Task statement: Below are some entries. Reproduce them word for word.

Exercise data:
++++++++++

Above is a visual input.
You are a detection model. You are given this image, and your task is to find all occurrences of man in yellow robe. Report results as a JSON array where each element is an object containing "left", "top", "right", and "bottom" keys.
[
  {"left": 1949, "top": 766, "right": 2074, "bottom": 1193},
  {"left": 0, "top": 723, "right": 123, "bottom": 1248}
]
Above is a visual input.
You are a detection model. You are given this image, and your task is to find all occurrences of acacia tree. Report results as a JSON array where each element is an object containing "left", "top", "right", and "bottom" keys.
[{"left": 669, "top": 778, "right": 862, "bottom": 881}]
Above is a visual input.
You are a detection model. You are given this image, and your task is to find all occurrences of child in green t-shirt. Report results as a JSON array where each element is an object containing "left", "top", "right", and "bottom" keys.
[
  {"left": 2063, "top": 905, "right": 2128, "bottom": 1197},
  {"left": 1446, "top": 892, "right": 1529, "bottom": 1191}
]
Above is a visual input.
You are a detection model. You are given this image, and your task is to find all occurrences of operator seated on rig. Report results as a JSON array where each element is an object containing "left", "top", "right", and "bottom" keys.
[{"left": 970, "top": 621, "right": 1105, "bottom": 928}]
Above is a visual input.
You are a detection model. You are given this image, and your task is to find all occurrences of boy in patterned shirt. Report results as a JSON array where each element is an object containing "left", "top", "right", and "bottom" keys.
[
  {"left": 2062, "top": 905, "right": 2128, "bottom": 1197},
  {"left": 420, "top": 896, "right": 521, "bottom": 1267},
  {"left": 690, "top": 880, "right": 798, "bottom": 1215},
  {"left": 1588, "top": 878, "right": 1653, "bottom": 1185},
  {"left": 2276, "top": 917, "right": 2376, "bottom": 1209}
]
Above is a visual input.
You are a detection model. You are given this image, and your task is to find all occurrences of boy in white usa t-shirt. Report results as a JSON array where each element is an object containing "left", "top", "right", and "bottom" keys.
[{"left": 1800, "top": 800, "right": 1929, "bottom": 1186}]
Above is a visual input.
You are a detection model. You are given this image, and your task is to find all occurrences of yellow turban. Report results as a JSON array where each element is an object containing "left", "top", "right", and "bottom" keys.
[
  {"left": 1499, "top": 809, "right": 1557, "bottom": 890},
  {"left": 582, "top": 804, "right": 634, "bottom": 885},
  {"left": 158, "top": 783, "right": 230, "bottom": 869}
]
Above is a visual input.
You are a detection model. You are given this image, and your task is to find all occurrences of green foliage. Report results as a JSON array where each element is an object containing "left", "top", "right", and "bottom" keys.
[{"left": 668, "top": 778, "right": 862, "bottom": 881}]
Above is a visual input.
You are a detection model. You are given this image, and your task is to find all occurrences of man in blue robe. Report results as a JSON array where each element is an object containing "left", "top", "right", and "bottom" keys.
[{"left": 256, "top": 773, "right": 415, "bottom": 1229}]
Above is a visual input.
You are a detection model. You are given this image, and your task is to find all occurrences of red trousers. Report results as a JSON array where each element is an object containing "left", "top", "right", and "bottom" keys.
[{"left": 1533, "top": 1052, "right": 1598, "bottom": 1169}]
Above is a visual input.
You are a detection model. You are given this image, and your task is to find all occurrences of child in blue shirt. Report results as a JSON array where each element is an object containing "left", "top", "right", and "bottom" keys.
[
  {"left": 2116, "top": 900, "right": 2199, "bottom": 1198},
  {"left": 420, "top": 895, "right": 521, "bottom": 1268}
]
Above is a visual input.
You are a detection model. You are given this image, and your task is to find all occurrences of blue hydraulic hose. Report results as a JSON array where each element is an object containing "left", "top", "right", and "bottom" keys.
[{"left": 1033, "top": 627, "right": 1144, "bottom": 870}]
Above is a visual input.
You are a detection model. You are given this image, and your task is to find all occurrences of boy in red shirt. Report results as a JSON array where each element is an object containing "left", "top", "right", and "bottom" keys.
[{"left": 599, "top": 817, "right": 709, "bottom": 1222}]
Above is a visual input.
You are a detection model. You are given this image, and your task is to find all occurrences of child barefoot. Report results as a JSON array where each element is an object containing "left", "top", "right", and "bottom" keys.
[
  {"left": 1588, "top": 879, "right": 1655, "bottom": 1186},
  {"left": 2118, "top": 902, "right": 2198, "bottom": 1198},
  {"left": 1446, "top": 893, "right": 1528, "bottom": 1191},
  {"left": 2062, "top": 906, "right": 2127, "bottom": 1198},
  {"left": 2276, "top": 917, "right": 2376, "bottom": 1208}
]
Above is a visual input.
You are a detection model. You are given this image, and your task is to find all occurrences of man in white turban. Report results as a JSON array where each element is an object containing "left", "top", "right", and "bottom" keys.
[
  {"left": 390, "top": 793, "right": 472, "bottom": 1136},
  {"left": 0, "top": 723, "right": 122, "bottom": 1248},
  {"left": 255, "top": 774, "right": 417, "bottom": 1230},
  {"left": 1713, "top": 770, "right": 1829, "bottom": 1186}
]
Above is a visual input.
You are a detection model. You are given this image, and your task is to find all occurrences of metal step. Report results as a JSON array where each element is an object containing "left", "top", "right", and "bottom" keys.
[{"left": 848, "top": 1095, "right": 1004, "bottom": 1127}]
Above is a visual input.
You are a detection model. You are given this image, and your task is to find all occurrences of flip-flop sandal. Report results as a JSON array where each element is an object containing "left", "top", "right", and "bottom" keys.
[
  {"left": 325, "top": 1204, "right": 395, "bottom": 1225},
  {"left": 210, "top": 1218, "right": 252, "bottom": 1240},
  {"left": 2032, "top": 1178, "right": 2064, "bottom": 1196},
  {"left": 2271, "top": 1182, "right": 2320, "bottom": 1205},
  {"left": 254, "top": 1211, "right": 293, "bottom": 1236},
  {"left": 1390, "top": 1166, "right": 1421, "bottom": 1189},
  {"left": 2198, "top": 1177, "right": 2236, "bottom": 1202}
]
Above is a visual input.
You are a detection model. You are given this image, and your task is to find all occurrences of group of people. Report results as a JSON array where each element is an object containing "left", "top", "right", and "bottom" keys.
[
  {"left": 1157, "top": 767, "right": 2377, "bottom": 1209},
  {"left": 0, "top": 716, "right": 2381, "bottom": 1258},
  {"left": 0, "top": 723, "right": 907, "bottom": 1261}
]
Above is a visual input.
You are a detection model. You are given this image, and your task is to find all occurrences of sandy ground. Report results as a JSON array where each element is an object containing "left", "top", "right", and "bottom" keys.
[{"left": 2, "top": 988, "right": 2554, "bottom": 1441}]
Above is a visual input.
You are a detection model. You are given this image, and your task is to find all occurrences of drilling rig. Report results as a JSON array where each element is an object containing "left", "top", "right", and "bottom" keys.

++++++++++

Result of the task:
Above is a visual input.
You are a detection model. You are given this image, and your task is to find all occurrences of man in yellow robe. Report results as a JSON array where each element is an object containing "left", "top", "right", and "bottom" keys.
[
  {"left": 1949, "top": 766, "right": 2074, "bottom": 1193},
  {"left": 0, "top": 723, "right": 123, "bottom": 1248}
]
Above is a visual input.
You are a detection model. You are given this image, and your task is to find all occurrences of acacia tree. Report results as a JSON array where each element is an object containing "left", "top", "right", and "bottom" keys.
[{"left": 669, "top": 778, "right": 862, "bottom": 881}]
Above is a visual input.
You are a detection model. You are given this image, and your task is to find all occurrences of child in green t-shirt. Report results as a JSON array where each element is an object containing "left", "top", "right", and "bottom" keys.
[
  {"left": 2063, "top": 905, "right": 2128, "bottom": 1197},
  {"left": 1446, "top": 892, "right": 1529, "bottom": 1191}
]
Above is a visual input.
You are a detection model. You are given this image, and your task is to find all occurrences of operator seated on rig. Report results as a JSON array where each element is an object containing "left", "top", "right", and "bottom" keys.
[{"left": 970, "top": 621, "right": 1105, "bottom": 928}]
Above is a visual input.
You are a detection model. You are given this image, and your task is to find all occurrences of boy in patterned shirt. Report results as a JSON array where each element is an object containing "left", "top", "right", and "bottom" keys.
[
  {"left": 2062, "top": 905, "right": 2128, "bottom": 1197},
  {"left": 420, "top": 896, "right": 521, "bottom": 1267},
  {"left": 690, "top": 880, "right": 798, "bottom": 1215},
  {"left": 1588, "top": 878, "right": 1653, "bottom": 1185},
  {"left": 2276, "top": 917, "right": 2376, "bottom": 1209}
]
Above is a visual input.
You are a detection model. You are given this image, and your task is to find all occurrences of boy in white usa t-shirt. Report results as a JSON array where each element is an object containing "left", "top", "right", and "bottom" keys.
[{"left": 1800, "top": 800, "right": 1929, "bottom": 1186}]
Above is a visual input.
You are a detection model. You are given this image, and your task is to find all occurrences of yellow turban. Report results as a JSON array where each element is an object containing "left", "top", "right", and "bottom" keys.
[
  {"left": 1499, "top": 809, "right": 1557, "bottom": 890},
  {"left": 582, "top": 804, "right": 634, "bottom": 885},
  {"left": 158, "top": 783, "right": 230, "bottom": 869}
]
Above is a visual input.
You are a detection model. You are given this image, and your task is to find all occurrences of green foliage. Report results as a JSON array where each element is an object containing "left", "top", "right", and "bottom" keys.
[{"left": 668, "top": 778, "right": 862, "bottom": 881}]
Above is a visual input.
You are a detection model. You are given this image, and your task is to find all occurrences of man in blue robe. Report results as a JSON array where each element is an object containing "left", "top", "right", and "bottom" keys.
[{"left": 256, "top": 773, "right": 415, "bottom": 1229}]
Above is a visual input.
You are a detection model. You are given this image, and your task is to find all occurrences of red trousers. Report results as a JSON array where each element is an object containing "left", "top", "right", and "bottom" keys.
[{"left": 1533, "top": 1052, "right": 1598, "bottom": 1169}]
Above is a visual input.
You are a detection model. You are given this image, and your task is to find all occurrences of child in blue shirt. Report results as a JSON array where each element is an object containing "left", "top", "right", and "bottom" keys.
[
  {"left": 2116, "top": 900, "right": 2199, "bottom": 1198},
  {"left": 420, "top": 895, "right": 521, "bottom": 1268}
]
Above is a visual input.
You are a detection model. You are given this image, and your task is to find all occurrences of blue hydraulic hose. Report results as a JSON array where each element is an object containing "left", "top", "right", and "bottom" keys.
[{"left": 1033, "top": 627, "right": 1144, "bottom": 870}]
Above is a visual input.
You are a detection model. You are given this image, and your task is to find all occurrences of boy in red shirt. Report results as a JSON array where each element is an object containing "left", "top", "right", and "bottom" keys.
[{"left": 599, "top": 817, "right": 709, "bottom": 1222}]
Above is a visual input.
You are a detection model. You are given this image, and your task is to find all occurrences of child barefoot. Report results as a JSON array where each element is an object containing "left", "top", "right", and "bottom" keys.
[
  {"left": 1588, "top": 879, "right": 1655, "bottom": 1186},
  {"left": 2118, "top": 902, "right": 2198, "bottom": 1198},
  {"left": 1446, "top": 893, "right": 1528, "bottom": 1191},
  {"left": 2062, "top": 906, "right": 2127, "bottom": 1198},
  {"left": 2276, "top": 917, "right": 2376, "bottom": 1208}
]
Above is a visual input.
You are a detection model. You are given this image, and your task is to find all occurrences of man in white turban. Report results as a JSON array where each element is an object containing "left", "top", "right", and "bottom" keys.
[
  {"left": 390, "top": 793, "right": 472, "bottom": 1136},
  {"left": 0, "top": 723, "right": 122, "bottom": 1248},
  {"left": 255, "top": 774, "right": 417, "bottom": 1230},
  {"left": 1713, "top": 770, "right": 1829, "bottom": 1186}
]
Above is a visual input.
You are a detection model. You are given this image, and your task is to find all occurrences of metal step. Report results as a JSON array where each element is an object containing "left", "top", "right", and "bottom" keys.
[{"left": 848, "top": 1095, "right": 1004, "bottom": 1127}]
Above is a visual input.
You are a detection model. You are given this image, and your task is to find all occurrences of flip-flop sandal. Report results as a JSON array where each element is an object containing "left", "top", "right", and "bottom" keys.
[
  {"left": 325, "top": 1204, "right": 395, "bottom": 1225},
  {"left": 210, "top": 1218, "right": 252, "bottom": 1240},
  {"left": 2032, "top": 1178, "right": 2064, "bottom": 1196},
  {"left": 2271, "top": 1182, "right": 2320, "bottom": 1205},
  {"left": 254, "top": 1211, "right": 293, "bottom": 1236},
  {"left": 1390, "top": 1166, "right": 1421, "bottom": 1189},
  {"left": 2198, "top": 1177, "right": 2236, "bottom": 1202}
]
Above is a visual input.
You are a detection model. You are given this image, and your task is to find all occurrences of group of people. Report results as a JSON array where each element is an object containing "left", "top", "right", and "bottom" keys.
[
  {"left": 1157, "top": 767, "right": 2377, "bottom": 1209},
  {"left": 0, "top": 716, "right": 2381, "bottom": 1258},
  {"left": 0, "top": 723, "right": 907, "bottom": 1261}
]
Above is a visual input.
You are a detection model. You are given this image, and your task is to find all occurrences of sandy ground. Report results as a JSON array where each element is an object containing "left", "top", "right", and "bottom" keys.
[{"left": 2, "top": 988, "right": 2554, "bottom": 1441}]
Above is a visual input.
You are a detection model. You are given this image, and your task is to find all occurrences of drilling rig. Report results as a JSON array where each element is an object containing "left", "top", "right", and "bottom" keys.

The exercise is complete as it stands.